Exercise prompt ▸ A verbatim copy of the lines from the one with "Query: arched doorway" through the final line below is required; print it and nothing else.

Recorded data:
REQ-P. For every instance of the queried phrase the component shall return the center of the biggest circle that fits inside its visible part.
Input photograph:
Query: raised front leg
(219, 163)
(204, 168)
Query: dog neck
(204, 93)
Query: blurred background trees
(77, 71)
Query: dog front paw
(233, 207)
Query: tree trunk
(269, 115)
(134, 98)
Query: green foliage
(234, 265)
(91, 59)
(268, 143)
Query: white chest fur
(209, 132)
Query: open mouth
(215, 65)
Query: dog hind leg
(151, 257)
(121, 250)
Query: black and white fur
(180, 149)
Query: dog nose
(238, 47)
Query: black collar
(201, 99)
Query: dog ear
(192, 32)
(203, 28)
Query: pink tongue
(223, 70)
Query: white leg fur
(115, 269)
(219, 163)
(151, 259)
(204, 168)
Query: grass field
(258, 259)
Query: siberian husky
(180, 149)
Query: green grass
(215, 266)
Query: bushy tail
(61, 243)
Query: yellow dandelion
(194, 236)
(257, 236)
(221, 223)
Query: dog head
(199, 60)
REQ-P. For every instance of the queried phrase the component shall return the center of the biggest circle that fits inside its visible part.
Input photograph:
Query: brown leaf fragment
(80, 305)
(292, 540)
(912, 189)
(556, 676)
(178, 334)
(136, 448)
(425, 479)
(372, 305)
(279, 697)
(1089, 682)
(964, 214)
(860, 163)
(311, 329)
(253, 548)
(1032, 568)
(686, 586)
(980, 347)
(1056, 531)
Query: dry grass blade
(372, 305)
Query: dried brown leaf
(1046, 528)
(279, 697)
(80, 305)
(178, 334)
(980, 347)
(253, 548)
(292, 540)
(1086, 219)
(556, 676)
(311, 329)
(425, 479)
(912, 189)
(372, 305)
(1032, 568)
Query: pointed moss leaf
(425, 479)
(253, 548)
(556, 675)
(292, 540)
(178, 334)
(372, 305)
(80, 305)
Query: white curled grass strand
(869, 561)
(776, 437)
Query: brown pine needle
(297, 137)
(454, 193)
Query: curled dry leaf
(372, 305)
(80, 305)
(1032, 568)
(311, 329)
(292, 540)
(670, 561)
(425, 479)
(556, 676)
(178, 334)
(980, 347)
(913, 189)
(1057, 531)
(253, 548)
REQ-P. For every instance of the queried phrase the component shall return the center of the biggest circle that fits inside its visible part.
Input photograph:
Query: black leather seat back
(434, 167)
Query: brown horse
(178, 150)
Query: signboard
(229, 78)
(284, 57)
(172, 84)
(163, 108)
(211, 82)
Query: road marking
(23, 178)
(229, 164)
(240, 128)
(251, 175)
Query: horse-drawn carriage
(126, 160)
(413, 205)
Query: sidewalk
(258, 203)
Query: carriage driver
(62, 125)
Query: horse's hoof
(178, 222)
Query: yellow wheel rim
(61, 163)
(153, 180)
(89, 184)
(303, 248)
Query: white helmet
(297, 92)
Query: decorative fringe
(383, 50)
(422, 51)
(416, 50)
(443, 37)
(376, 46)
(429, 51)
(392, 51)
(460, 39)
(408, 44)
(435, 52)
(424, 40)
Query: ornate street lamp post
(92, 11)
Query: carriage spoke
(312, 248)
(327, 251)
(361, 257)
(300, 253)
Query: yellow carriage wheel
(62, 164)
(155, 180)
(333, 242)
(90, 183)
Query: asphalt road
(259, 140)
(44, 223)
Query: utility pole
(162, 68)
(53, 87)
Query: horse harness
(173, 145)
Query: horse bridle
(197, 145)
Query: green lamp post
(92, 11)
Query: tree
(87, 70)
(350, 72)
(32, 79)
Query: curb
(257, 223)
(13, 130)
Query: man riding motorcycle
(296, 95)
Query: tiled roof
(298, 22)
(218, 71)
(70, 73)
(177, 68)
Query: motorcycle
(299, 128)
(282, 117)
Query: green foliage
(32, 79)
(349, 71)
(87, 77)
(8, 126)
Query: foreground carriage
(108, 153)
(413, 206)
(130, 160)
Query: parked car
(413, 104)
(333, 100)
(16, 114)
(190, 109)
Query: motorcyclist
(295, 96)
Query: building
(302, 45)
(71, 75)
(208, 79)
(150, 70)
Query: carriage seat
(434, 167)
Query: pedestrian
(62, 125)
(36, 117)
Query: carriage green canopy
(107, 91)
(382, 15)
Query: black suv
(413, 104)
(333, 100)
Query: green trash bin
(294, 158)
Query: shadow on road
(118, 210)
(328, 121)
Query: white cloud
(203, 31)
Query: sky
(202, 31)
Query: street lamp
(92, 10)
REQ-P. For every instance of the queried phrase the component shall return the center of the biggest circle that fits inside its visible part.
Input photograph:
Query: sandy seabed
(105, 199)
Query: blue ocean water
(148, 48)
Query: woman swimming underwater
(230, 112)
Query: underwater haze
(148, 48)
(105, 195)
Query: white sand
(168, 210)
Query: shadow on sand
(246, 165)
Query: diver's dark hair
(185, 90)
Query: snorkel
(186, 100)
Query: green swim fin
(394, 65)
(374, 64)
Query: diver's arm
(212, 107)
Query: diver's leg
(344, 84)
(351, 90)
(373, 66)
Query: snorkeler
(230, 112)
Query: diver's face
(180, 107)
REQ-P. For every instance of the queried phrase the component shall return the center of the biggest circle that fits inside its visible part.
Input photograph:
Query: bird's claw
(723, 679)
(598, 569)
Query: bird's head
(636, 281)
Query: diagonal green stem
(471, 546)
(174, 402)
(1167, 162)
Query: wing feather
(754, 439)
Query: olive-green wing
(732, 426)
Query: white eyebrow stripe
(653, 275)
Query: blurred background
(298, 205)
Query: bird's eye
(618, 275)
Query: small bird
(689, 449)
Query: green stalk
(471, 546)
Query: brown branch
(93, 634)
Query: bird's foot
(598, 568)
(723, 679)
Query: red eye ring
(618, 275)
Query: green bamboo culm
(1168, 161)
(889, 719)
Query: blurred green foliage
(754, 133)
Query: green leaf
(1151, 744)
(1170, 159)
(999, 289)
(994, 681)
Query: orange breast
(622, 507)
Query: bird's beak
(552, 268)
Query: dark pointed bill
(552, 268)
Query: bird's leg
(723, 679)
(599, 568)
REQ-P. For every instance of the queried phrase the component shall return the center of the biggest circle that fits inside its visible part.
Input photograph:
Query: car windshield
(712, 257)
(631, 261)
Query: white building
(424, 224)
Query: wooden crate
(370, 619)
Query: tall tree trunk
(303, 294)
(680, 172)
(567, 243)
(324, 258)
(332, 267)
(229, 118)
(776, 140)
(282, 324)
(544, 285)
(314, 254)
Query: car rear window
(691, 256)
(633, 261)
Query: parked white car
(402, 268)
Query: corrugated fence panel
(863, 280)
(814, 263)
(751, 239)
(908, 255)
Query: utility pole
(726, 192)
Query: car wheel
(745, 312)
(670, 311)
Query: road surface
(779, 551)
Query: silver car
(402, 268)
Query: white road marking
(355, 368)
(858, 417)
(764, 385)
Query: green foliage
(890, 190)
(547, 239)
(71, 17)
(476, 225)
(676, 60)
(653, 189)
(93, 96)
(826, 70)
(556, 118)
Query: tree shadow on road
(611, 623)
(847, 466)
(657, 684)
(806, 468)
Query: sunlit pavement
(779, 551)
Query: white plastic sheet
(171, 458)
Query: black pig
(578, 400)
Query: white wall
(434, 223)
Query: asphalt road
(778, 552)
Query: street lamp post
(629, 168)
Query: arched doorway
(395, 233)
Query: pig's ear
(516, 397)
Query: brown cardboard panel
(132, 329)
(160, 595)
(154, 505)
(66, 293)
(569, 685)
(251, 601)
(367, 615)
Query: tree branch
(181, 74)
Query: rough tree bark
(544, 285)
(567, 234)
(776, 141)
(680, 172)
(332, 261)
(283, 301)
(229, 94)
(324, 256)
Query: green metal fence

Answer section ▸
Query: arched doorway
(395, 233)
Query: pig's ear
(516, 397)
Query: brown cardboard panel
(132, 329)
(160, 595)
(154, 505)
(66, 293)
(569, 685)
(251, 601)
(367, 615)
Query: tree branch
(181, 74)
Query: rough tree bark
(544, 285)
(567, 234)
(776, 141)
(680, 172)
(332, 261)
(283, 301)
(229, 94)
(324, 256)
Query: green metal fence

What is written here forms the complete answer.